● Problem description:
Copy out all of the material below, line for line, without changing a single character.
══════
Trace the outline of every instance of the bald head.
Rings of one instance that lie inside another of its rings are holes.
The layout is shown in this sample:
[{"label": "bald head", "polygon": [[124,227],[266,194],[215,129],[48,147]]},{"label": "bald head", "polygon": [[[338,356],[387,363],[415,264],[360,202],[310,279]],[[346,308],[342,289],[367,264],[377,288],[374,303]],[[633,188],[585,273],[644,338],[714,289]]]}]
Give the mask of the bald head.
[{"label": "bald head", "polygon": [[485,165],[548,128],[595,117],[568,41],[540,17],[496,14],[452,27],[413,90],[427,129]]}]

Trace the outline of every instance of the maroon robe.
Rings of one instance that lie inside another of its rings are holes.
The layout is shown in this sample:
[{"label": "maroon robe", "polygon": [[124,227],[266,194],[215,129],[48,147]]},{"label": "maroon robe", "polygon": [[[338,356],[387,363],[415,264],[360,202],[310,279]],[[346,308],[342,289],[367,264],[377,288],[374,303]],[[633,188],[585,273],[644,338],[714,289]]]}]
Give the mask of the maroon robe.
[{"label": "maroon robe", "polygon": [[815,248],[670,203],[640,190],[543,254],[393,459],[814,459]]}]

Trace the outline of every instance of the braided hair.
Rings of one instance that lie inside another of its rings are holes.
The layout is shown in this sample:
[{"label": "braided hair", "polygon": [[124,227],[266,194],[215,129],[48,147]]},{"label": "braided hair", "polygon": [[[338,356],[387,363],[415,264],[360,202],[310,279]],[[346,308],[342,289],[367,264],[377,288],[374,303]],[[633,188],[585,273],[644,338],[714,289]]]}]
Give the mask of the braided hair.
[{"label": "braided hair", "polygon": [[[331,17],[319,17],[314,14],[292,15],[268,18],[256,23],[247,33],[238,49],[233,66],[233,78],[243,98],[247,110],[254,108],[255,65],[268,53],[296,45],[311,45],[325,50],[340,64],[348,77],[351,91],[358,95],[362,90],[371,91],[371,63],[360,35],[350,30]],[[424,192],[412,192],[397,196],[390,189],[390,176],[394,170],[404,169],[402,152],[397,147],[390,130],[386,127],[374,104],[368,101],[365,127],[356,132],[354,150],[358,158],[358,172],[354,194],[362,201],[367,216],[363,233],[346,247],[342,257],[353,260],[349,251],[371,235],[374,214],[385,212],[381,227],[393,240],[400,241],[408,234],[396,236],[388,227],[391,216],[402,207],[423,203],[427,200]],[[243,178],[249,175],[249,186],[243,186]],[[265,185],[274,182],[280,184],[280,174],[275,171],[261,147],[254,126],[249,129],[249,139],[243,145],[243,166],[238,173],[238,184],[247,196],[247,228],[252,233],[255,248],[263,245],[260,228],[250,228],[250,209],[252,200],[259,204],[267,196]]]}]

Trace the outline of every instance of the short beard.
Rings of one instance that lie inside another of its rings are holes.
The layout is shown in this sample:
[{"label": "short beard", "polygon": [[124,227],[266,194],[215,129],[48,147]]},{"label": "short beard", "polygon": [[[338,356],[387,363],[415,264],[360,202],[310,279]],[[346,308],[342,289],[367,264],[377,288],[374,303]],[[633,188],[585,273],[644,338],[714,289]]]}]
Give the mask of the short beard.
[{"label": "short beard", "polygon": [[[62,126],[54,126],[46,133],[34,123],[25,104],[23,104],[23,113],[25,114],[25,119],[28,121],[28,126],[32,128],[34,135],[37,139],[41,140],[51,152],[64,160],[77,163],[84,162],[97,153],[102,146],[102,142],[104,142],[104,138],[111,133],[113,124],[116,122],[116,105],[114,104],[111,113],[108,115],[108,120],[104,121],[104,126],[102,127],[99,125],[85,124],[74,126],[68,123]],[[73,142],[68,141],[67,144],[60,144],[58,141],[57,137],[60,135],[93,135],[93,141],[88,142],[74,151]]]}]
══════
● The answer:
Trace the outline of every instance of the bald head.
Rings of one instance that lie inside another of its rings are holes.
The layout is shown in this sample:
[{"label": "bald head", "polygon": [[124,227],[266,194],[215,129],[48,147]]},{"label": "bald head", "polygon": [[[338,356],[387,363],[415,264],[360,202],[310,279]],[[346,308],[342,289],[367,264],[377,288],[374,303]],[[633,188],[585,273],[644,338],[714,289]]]}]
Give the mask of the bald head.
[{"label": "bald head", "polygon": [[485,165],[548,128],[595,117],[568,41],[540,17],[496,14],[452,27],[413,90],[427,129]]}]

Trace the outline of every instance of the maroon robe.
Rings of one instance that lie inside another of its rings are holes.
The layout is shown in this sample:
[{"label": "maroon robe", "polygon": [[124,227],[266,194],[215,129],[48,147]]},{"label": "maroon robe", "polygon": [[[338,356],[387,363],[415,264],[360,202],[310,279]],[[346,308],[342,289],[367,264],[377,288],[374,303]],[[633,188],[585,273],[644,338],[714,289]]]}]
Give the mask of the maroon robe.
[{"label": "maroon robe", "polygon": [[815,248],[670,203],[640,190],[543,254],[393,459],[814,459]]}]

Trace the outline of every instance of the braided hair.
Rings of one instance that lie inside another of its rings are holes.
The layout is shown in this sample:
[{"label": "braided hair", "polygon": [[124,227],[266,194],[215,129],[48,147]]},{"label": "braided hair", "polygon": [[[338,356],[387,363],[415,264],[360,202],[310,279]],[[346,308],[342,289],[367,264],[377,288],[374,303]],[[633,188],[585,273],[644,338],[714,289]]]}]
Give the mask of the braided hair.
[{"label": "braided hair", "polygon": [[[331,17],[319,17],[314,14],[292,15],[268,18],[256,23],[247,33],[238,49],[233,66],[233,78],[243,98],[247,110],[254,108],[255,65],[268,53],[296,45],[311,45],[325,50],[340,64],[348,77],[351,91],[358,95],[362,90],[371,91],[371,63],[360,35],[350,30]],[[424,192],[412,192],[397,196],[390,189],[390,176],[394,170],[404,169],[402,152],[397,147],[390,130],[386,127],[374,104],[368,101],[365,127],[356,132],[354,150],[358,158],[358,172],[354,194],[362,201],[367,216],[363,233],[346,247],[342,257],[353,260],[349,251],[371,235],[374,214],[385,212],[381,227],[393,240],[400,241],[408,234],[396,236],[388,227],[391,216],[402,207],[423,203],[427,200]],[[243,178],[249,175],[249,186],[243,186]],[[265,185],[274,182],[280,184],[280,174],[275,171],[261,147],[254,126],[249,129],[249,139],[243,145],[243,166],[238,173],[238,184],[247,196],[247,228],[252,233],[255,248],[263,245],[260,228],[250,228],[250,209],[252,200],[259,204],[267,196]]]}]

Trace the outline of every instance of the short beard.
Rings of one instance that lie inside another of its rings are holes.
The layout is shown in this sample:
[{"label": "short beard", "polygon": [[124,227],[266,194],[215,129],[48,147]]},{"label": "short beard", "polygon": [[[338,356],[387,363],[415,264],[360,202],[310,279]],[[346,308],[342,289],[367,264],[377,288],[374,303]],[[633,188],[585,273],[644,338],[714,289]]]}]
Give the mask of the short beard.
[{"label": "short beard", "polygon": [[[62,126],[54,126],[46,133],[34,123],[25,104],[23,104],[23,113],[25,114],[25,119],[28,121],[28,126],[32,128],[34,135],[37,139],[41,140],[51,152],[64,160],[77,163],[84,162],[97,153],[102,146],[102,142],[104,142],[104,138],[111,133],[113,124],[116,122],[116,105],[114,104],[111,113],[108,115],[108,120],[104,121],[104,126],[102,127],[99,125],[85,124],[74,126],[68,123]],[[73,142],[68,141],[67,144],[60,144],[58,141],[57,137],[60,135],[93,135],[93,141],[88,142],[74,151]]]}]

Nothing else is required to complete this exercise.